Task to carry out:
Across the whole listing, filter for the string "windshield" and copy every line that has it.

Provided records:

####

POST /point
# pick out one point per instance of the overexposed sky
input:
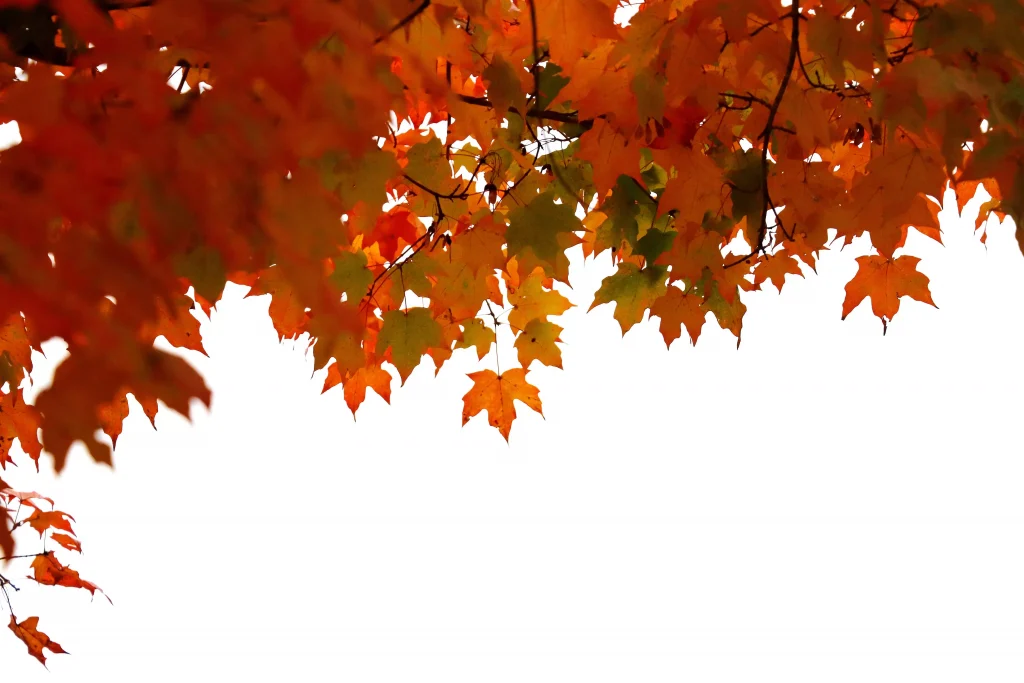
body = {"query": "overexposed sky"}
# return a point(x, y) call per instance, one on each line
point(823, 504)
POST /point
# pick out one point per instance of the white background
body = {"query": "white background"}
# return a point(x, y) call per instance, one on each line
point(823, 504)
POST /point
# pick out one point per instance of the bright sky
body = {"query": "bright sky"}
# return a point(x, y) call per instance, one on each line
point(823, 504)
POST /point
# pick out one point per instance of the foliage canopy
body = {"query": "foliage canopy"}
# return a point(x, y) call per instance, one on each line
point(342, 155)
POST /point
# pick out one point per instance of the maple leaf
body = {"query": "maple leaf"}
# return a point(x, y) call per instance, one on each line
point(538, 343)
point(633, 291)
point(342, 155)
point(530, 301)
point(886, 281)
point(496, 393)
point(22, 421)
point(67, 542)
point(48, 571)
point(37, 641)
point(678, 310)
point(536, 226)
point(406, 337)
point(476, 335)
point(775, 268)
point(41, 521)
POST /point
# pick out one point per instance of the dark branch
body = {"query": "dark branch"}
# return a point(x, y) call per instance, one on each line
point(404, 22)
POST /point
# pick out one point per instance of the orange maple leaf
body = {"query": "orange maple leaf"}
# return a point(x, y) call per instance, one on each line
point(886, 281)
point(496, 393)
point(34, 639)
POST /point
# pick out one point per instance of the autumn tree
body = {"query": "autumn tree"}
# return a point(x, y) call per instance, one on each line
point(404, 179)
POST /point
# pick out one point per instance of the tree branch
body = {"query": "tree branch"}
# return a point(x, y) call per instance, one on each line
point(404, 22)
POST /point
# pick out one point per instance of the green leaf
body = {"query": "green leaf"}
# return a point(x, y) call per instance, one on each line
point(351, 274)
point(408, 335)
point(633, 291)
point(537, 225)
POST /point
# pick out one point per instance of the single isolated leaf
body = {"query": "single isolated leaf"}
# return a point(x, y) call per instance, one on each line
point(496, 393)
point(41, 521)
point(37, 641)
point(886, 281)
point(48, 571)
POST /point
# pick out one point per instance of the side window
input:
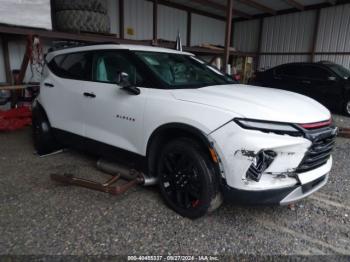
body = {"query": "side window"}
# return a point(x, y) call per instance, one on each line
point(108, 64)
point(75, 66)
point(314, 72)
point(288, 70)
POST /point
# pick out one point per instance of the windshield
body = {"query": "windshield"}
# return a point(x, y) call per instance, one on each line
point(183, 71)
point(340, 70)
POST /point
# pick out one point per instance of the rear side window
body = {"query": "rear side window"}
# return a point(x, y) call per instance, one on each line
point(289, 70)
point(75, 66)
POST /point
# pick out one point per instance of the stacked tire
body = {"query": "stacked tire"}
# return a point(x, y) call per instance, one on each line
point(82, 16)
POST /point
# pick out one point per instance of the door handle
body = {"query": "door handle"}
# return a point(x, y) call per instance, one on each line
point(92, 95)
point(48, 85)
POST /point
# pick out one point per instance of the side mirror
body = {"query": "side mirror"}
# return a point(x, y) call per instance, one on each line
point(123, 81)
point(332, 78)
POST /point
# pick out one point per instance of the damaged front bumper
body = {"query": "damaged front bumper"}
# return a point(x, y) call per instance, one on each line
point(262, 168)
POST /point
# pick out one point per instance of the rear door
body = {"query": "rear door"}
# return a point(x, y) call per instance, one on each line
point(62, 91)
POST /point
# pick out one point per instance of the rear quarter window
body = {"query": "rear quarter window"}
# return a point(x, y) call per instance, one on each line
point(75, 66)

####

Solved problem:
# pick out one point per instance of the windshield
body = {"query": "windshield"}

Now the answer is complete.